begin Supplied records

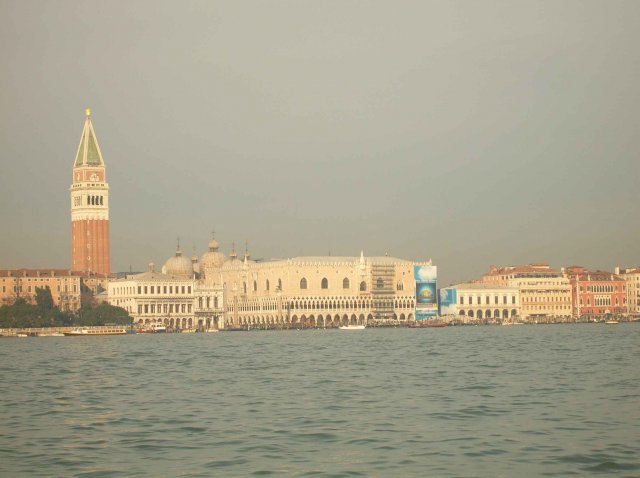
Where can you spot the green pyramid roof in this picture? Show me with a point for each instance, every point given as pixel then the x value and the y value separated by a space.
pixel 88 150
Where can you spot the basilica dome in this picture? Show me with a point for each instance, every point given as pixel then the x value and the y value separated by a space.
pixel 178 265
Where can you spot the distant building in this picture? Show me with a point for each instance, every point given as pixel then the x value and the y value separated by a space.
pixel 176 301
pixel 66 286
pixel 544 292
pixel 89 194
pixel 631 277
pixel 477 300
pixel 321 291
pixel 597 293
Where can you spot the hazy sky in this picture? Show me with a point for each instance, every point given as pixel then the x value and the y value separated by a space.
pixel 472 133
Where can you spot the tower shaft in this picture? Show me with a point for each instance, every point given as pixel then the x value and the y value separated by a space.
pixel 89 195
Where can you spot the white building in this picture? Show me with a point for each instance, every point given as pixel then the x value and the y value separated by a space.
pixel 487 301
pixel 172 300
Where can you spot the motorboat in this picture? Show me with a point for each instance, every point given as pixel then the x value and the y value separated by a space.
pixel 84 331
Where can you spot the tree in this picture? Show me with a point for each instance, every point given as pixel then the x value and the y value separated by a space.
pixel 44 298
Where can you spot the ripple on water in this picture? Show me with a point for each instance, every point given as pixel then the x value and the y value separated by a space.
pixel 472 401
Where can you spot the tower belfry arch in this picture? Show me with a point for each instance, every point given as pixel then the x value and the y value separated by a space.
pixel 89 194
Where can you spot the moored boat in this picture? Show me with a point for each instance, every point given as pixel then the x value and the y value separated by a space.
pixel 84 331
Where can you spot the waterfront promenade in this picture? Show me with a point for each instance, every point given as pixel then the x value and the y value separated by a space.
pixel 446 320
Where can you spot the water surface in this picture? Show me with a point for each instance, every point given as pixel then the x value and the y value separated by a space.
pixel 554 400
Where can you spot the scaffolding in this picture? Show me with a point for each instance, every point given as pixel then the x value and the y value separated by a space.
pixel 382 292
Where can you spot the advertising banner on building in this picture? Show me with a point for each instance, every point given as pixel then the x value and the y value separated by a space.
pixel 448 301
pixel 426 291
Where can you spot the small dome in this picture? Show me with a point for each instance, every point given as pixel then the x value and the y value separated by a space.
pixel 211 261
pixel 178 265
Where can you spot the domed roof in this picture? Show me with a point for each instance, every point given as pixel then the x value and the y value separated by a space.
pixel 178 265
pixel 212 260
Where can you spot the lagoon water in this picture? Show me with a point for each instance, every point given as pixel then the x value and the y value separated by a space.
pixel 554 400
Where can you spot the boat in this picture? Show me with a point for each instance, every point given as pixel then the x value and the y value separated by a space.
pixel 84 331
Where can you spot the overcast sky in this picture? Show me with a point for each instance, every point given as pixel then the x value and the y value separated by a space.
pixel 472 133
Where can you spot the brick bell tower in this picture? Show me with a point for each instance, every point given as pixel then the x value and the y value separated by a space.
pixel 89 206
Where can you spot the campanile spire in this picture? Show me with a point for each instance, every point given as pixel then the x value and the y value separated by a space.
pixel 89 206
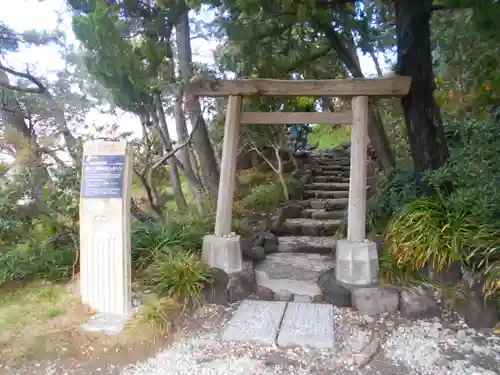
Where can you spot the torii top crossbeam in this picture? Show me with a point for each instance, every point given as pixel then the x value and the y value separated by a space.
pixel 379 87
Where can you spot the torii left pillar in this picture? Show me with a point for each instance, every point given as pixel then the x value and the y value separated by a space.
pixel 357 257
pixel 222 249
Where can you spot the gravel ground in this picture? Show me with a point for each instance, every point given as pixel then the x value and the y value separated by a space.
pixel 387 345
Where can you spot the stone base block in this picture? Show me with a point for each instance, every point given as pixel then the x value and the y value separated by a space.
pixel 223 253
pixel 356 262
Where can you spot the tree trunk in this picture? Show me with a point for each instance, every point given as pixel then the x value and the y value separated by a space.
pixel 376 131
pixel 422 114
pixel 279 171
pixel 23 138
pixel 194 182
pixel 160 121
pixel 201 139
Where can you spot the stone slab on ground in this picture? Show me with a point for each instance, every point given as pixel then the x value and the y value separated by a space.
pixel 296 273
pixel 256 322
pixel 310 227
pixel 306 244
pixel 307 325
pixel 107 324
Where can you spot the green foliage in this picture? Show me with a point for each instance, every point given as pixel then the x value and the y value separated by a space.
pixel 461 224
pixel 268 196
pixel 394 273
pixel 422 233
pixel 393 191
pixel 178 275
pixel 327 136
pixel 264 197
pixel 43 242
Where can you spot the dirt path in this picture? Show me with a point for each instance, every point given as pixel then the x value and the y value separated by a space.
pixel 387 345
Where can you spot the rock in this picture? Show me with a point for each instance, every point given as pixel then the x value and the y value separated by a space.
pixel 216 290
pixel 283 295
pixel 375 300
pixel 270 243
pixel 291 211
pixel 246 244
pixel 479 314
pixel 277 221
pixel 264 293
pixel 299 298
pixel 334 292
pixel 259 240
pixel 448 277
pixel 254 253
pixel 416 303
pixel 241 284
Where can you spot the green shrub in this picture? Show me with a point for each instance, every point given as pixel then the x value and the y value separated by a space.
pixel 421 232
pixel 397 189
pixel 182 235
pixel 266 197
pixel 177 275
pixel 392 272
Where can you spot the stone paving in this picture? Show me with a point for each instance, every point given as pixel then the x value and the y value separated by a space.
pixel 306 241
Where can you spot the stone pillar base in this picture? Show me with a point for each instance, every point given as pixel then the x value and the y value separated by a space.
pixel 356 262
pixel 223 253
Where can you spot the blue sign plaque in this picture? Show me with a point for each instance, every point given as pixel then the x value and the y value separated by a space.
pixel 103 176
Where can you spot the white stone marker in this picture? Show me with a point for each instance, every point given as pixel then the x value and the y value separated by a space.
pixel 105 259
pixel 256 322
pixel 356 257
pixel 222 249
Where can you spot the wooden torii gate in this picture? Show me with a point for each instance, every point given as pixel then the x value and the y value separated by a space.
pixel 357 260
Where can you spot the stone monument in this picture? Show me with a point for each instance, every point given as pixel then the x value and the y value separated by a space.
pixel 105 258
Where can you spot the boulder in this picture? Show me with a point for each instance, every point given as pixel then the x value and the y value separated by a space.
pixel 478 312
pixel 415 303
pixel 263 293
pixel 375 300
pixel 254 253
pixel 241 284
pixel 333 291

end Supplied records

*Task statement*. Please reproduce all of the items above word for word, leaving out the pictures.

*The answer*.
Where can you spot the green pyramid roof in this picture? Show me with a point for each instance, every point given as pixel then the x value and the y value separated by a space.
pixel 88 150
Where can you spot the basilica dome in this picture? Show me with a point for each instance, every point given as pixel then the x value and the y value separated by a space.
pixel 178 265
Where can you spot the distant building in this picture? Show me with a point for each instance, every point given as pixel then the x value and the y value separated by a space.
pixel 176 301
pixel 66 286
pixel 544 292
pixel 89 194
pixel 631 277
pixel 477 300
pixel 321 291
pixel 597 293
Where can you spot the hazy sky in this picture? Show me with a point for each instance, every point given as pixel then the x value and the y value separated by a space.
pixel 472 133
Where can you spot the tower shaft in this picture? Show me with a point for each instance, every point given as pixel then the x value and the y value separated by a space.
pixel 89 195
Where can you spot the white building in this picture? Show me with a point for each instance, every point given as pixel then the x value and the y value separated by a space.
pixel 487 301
pixel 172 300
Where can you spot the motorboat in this picture? Show me with a point for each instance, every point given as pixel then the x value and the y value separated by a space.
pixel 84 331
Where can you spot the tree in this picture? Show me with a point for each instance, every point given as pixel then the x value and the y value separated by a space.
pixel 44 298
Where can you spot the ripple on water in this picture? Show me with a point for each instance, every point given as pixel then the x value and the y value separated by a space.
pixel 472 401
Where can you spot the tower belfry arch in this picture? Show me with a point for each instance, every point given as pixel then the x value and the y value separated by a space.
pixel 89 194
Where can you spot the moored boat in this picture? Show me with a point for each instance, every point given as pixel then the x value and the y value separated by a space.
pixel 84 331
Where can you spot the waterfront promenade in this picture? Show me with a point for each instance, every point given as pixel then the x value and the y value separated by a space.
pixel 446 320
Where can you spot the water surface in this picture? Show me with a point for each instance, every point given as pixel then the x value and the y value separated by a space.
pixel 554 400
Where can you spot the scaffolding in this picture? Show me with a point for each instance, every point given as pixel then the x value and the y value separated by a space.
pixel 382 292
Where can you spot the advertising banner on building in this picture? Show me with a point for each instance, every point given as pixel then the x value and the y value separated by a space.
pixel 448 301
pixel 426 291
Where can you spot the small dome in this picture? Show me with a point for each instance, every point given as pixel then the x value and the y value separated by a space.
pixel 211 261
pixel 178 265
Where can you spot the domed roof in this picture? Show me with a point for each instance, every point given as pixel then the x value and the y value separated by a space.
pixel 178 265
pixel 212 260
Where can you spot the lagoon water in this picture? Show me with a point for each instance, every point given as pixel then the x value and the y value separated by a space.
pixel 554 400
Where can you spot the boat in this picture? Show me with a point for each instance, every point given as pixel then the x value and the y value separated by a space.
pixel 84 331
Where can you spot the overcast sky in this picture? Show me with a point for each instance, every point given as pixel then the x value and the y value separated by a space.
pixel 472 133
Where can you spot the brick bell tower in this picture? Show me with a point for each instance, every point given as pixel then the x value and the y value separated by a space.
pixel 89 206
Where can you spot the campanile spire in this picture? Show me with a point for each instance, every point given as pixel then the x value and the y value separated by a space.
pixel 89 206
Where can you spot the torii top crossbeam in this picture? Show me with a point for each instance, every point given as pixel then the x value and the y value separated by a space.
pixel 379 87
Where can you spot the torii left pillar in this picture? Show me with a point for each instance, every point given as pixel then the x value and the y value separated by a space.
pixel 357 257
pixel 222 249
Where can you spot the gravel ground in this picture? Show me with a point for each instance, every point given as pixel then the x value and the y value separated by a space.
pixel 387 345
Where can you spot the stone base block in this picture? Show me with a point for each instance, every point given as pixel then the x value and the y value separated by a space.
pixel 223 253
pixel 356 262
Where can you spot the tree trunk in this picture? Show me with a point for each instance, every point given as pixel then the x value and the y value separated by a space.
pixel 376 131
pixel 422 114
pixel 279 171
pixel 23 138
pixel 194 182
pixel 160 121
pixel 201 139
Where can you spot the stone slab on ground in this picture? Show me with a point for each instance, every point given as pixel then the x value and the y value separated by a space.
pixel 296 273
pixel 256 322
pixel 310 227
pixel 306 244
pixel 307 325
pixel 107 324
Where can you spot the green foliage in this picture? Show me with a point for each instance, every point given as pixel then the x value and the y value separated by a space.
pixel 461 224
pixel 268 196
pixel 394 273
pixel 422 233
pixel 393 191
pixel 178 275
pixel 327 136
pixel 264 197
pixel 43 242
Where can you spot the dirt path in this picture? Show me with a point for each instance, every point given as pixel then the x value and the y value separated by a space.
pixel 387 345
Where can you spot the rock in this picture? Show me with a point for each instance, every point given as pixel then the x value and the y value separated by a space.
pixel 216 290
pixel 283 295
pixel 375 300
pixel 270 243
pixel 291 211
pixel 246 244
pixel 479 314
pixel 277 221
pixel 264 293
pixel 299 298
pixel 334 292
pixel 259 240
pixel 448 277
pixel 254 253
pixel 416 303
pixel 241 284
Where can you spot the green shrub in this picture? Show me with a point for each instance, every point given as pixel then the x value and the y value separated by a space.
pixel 421 232
pixel 397 189
pixel 182 235
pixel 266 197
pixel 177 275
pixel 392 272
Where can you spot the stone paving in this picture? Show me with a point for each instance, every point given as pixel then the x value and the y value separated by a space.
pixel 306 241
Where can you spot the stone pillar base in this picture? Show me with a point for each instance, every point given as pixel then the x value and the y value separated by a space.
pixel 356 262
pixel 223 253
Where can you spot the blue sign plaque in this picture? Show me with a point for each instance, every point given as pixel then the x value and the y value separated by a space.
pixel 103 176
Where can you spot the white stone marker in this picture? Show me with a point for each instance, every point given as pixel then the x value and the y value separated by a space.
pixel 105 259
pixel 256 322
pixel 356 257
pixel 222 249
Where can you spot the wooden torii gate in this picture? Show me with a point for each instance, every point given as pixel then the x value and the y value separated by a space.
pixel 357 260
Where can you spot the stone monument in this picture? Show me with a point for each instance, every point given as pixel then the x value and the y value separated by a space.
pixel 105 258
Where can you spot the boulder in this picture? Show me with a point for each instance, every point given as pixel then the x value and the y value separated by a space.
pixel 478 312
pixel 415 303
pixel 263 293
pixel 375 300
pixel 254 253
pixel 241 284
pixel 333 291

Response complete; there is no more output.